::: Supplied records :::

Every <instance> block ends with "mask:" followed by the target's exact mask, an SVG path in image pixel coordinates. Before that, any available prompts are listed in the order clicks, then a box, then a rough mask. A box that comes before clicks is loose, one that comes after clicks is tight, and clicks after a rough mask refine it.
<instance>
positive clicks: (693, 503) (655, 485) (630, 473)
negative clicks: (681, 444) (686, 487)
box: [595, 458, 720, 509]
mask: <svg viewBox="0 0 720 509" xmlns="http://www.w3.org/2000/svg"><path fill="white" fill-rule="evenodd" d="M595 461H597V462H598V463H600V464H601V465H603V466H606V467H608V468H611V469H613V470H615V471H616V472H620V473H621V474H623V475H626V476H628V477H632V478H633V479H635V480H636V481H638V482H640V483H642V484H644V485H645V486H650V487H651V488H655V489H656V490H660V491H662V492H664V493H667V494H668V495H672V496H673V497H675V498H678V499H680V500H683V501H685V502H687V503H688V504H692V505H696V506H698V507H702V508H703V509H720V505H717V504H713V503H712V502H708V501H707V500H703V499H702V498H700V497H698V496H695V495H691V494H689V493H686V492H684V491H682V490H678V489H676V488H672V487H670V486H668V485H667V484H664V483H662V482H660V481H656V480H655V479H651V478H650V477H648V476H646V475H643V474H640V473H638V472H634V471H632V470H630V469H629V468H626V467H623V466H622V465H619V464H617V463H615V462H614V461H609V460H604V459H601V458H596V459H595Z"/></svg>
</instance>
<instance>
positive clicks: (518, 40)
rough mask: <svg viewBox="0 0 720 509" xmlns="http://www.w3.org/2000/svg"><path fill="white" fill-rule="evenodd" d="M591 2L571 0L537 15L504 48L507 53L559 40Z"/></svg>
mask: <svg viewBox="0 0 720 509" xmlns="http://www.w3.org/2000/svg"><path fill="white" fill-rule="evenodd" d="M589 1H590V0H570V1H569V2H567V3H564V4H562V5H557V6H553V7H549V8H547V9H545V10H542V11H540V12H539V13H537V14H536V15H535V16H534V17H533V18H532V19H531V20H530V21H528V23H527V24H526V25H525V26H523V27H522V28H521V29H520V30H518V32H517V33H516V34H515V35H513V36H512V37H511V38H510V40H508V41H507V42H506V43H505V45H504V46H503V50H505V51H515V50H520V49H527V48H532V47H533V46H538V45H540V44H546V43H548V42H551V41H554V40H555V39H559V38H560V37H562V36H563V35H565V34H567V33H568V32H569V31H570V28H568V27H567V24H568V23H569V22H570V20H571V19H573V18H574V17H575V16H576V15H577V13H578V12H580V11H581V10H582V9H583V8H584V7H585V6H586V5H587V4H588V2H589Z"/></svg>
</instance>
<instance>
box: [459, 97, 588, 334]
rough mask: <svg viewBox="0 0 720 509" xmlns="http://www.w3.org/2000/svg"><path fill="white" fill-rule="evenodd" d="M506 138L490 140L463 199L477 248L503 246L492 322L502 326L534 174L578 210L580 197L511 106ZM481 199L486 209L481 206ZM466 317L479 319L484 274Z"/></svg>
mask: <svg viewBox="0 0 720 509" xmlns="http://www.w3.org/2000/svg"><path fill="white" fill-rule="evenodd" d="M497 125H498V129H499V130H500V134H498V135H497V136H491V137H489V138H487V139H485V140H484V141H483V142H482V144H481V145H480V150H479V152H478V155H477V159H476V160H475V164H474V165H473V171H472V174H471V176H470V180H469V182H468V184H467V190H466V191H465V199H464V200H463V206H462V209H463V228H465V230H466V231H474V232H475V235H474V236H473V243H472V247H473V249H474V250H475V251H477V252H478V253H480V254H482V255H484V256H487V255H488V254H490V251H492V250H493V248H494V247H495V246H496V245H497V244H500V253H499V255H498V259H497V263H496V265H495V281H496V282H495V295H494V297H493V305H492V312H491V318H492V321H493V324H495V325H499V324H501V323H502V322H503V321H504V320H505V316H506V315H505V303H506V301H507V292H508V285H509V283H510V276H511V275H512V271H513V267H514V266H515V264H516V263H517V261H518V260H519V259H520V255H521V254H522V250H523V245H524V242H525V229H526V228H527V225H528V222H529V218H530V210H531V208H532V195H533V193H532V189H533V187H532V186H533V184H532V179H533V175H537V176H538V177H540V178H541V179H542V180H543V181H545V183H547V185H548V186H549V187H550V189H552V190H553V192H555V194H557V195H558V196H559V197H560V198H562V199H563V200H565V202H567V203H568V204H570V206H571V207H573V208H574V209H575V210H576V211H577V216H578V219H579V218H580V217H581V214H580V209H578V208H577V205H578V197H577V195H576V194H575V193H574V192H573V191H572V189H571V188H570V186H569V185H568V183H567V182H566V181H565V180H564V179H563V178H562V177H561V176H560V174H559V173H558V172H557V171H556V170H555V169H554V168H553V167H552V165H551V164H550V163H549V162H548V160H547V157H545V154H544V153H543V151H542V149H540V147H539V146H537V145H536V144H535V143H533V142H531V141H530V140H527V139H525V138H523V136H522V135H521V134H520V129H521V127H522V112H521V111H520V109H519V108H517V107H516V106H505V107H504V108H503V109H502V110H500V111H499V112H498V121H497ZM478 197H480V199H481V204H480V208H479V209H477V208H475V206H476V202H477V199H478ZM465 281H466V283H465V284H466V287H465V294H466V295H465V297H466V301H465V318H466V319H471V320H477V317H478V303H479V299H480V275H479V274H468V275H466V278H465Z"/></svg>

:::

Exercise brief.
The records above should all be quoted exactly, please.

Written response.
Every <instance> block ends with "mask:" followed by the target's exact mask, an SVG path in image pixel coordinates. Before that, any available prompts are listed in the order clicks, then a box, then a rough mask. A box that comes before clicks is loose, one that comes after clicks is tight, and clicks after a rough mask refine it.
<instance>
positive clicks: (693, 503) (655, 485) (630, 473)
negative clicks: (681, 444) (686, 487)
box: [595, 458, 720, 509]
mask: <svg viewBox="0 0 720 509" xmlns="http://www.w3.org/2000/svg"><path fill="white" fill-rule="evenodd" d="M595 461H597V462H598V463H600V464H601V465H603V466H606V467H608V468H611V469H613V470H615V471H616V472H620V473H621V474H623V475H626V476H628V477H632V478H633V479H635V480H636V481H638V482H640V483H642V484H644V485H645V486H650V487H651V488H655V489H656V490H660V491H662V492H664V493H667V494H668V495H672V496H673V497H675V498H678V499H680V500H683V501H685V502H687V503H688V504H692V505H696V506H698V507H702V508H703V509H720V505H717V504H713V503H712V502H708V501H707V500H703V499H702V498H700V497H698V496H695V495H691V494H689V493H686V492H684V491H682V490H678V489H676V488H672V487H670V486H668V485H667V484H664V483H662V482H660V481H656V480H655V479H651V478H650V477H648V476H646V475H643V474H640V473H638V472H634V471H632V470H630V469H629V468H626V467H623V466H622V465H619V464H617V463H615V462H614V461H609V460H604V459H601V458H596V459H595Z"/></svg>
</instance>
<instance>
positive clicks: (518, 40)
rough mask: <svg viewBox="0 0 720 509" xmlns="http://www.w3.org/2000/svg"><path fill="white" fill-rule="evenodd" d="M591 2L571 0L537 15L504 48L507 53L559 40Z"/></svg>
mask: <svg viewBox="0 0 720 509" xmlns="http://www.w3.org/2000/svg"><path fill="white" fill-rule="evenodd" d="M589 1H590V0H570V1H569V2H567V3H564V4H562V5H557V6H553V7H549V8H547V9H545V10H542V11H540V12H539V13H537V14H536V15H535V16H534V17H533V18H532V19H531V20H530V21H528V23H527V24H526V25H525V26H523V27H522V28H521V29H520V30H518V32H517V33H516V34H515V35H513V36H512V37H511V38H510V40H508V41H507V42H506V43H505V45H504V46H503V50H505V51H515V50H520V49H527V48H532V47H533V46H538V45H540V44H546V43H548V42H551V41H554V40H555V39H559V38H560V37H562V36H563V35H565V34H567V33H568V32H569V31H570V28H568V27H567V24H568V23H569V22H570V20H571V19H573V18H574V17H575V16H576V15H577V13H578V12H580V11H581V10H582V9H583V8H584V7H585V6H586V5H587V4H588V2H589Z"/></svg>
</instance>
<instance>
box: [459, 97, 588, 334]
rough mask: <svg viewBox="0 0 720 509" xmlns="http://www.w3.org/2000/svg"><path fill="white" fill-rule="evenodd" d="M506 138L490 140L463 199L477 248L503 246L492 322L502 326L534 174L578 210L580 197L511 106ZM481 199L486 209L481 206ZM466 317L479 319L484 274Z"/></svg>
mask: <svg viewBox="0 0 720 509" xmlns="http://www.w3.org/2000/svg"><path fill="white" fill-rule="evenodd" d="M497 125H498V129H499V130H500V134H498V135H497V136H491V137H489V138H487V139H485V140H484V141H483V142H482V144H481V145H480V150H479V152H478V155H477V159H476V160H475V164H474V165H473V171H472V174H471V176H470V180H469V182H468V184H467V190H466V191H465V199H464V200H463V206H462V209H463V228H465V230H466V231H474V232H475V235H474V236H473V243H472V247H473V249H474V250H475V251H477V252H478V253H480V254H482V255H484V256H487V255H488V254H490V251H492V250H493V248H494V247H495V246H496V245H497V244H500V253H499V255H498V259H497V263H496V265H495V281H496V282H495V295H494V297H493V305H492V312H491V318H492V321H493V324H495V325H499V324H501V323H502V322H503V321H504V320H505V316H506V315H505V303H506V301H507V292H508V285H509V283H510V276H511V275H512V271H513V267H514V266H515V264H516V263H517V261H518V260H519V259H520V255H521V254H522V250H523V245H524V242H525V229H526V228H527V225H528V222H529V218H530V210H531V208H532V195H533V193H532V189H533V187H532V186H533V184H532V179H533V175H537V176H538V177H540V178H541V179H542V180H543V181H545V183H547V185H548V186H549V187H550V189H552V190H553V192H555V194H557V195H558V196H559V197H560V198H562V199H563V200H565V202H567V203H568V204H570V206H571V207H573V208H574V209H575V210H576V211H577V216H578V219H579V218H580V217H581V214H580V209H578V208H577V205H578V197H577V195H576V194H575V193H574V192H573V191H572V189H571V188H570V186H569V185H568V183H567V182H566V181H565V180H564V179H563V178H562V177H561V176H560V174H559V173H558V172H557V171H556V170H555V169H554V168H553V167H552V165H551V164H550V163H549V162H548V160H547V157H545V154H544V153H543V151H542V149H540V147H539V146H537V145H536V144H535V143H533V142H531V141H530V140H527V139H525V138H523V136H522V135H521V134H520V129H521V127H522V112H521V111H520V109H519V108H517V107H516V106H505V107H504V108H503V109H502V110H500V111H499V112H498V121H497ZM478 197H480V199H481V204H480V208H479V209H477V208H475V206H476V202H477V199H478ZM465 281H466V283H465V284H466V287H465V294H466V295H465V297H466V301H465V318H466V319H471V320H477V317H478V303H479V299H480V275H479V274H468V275H466V278H465Z"/></svg>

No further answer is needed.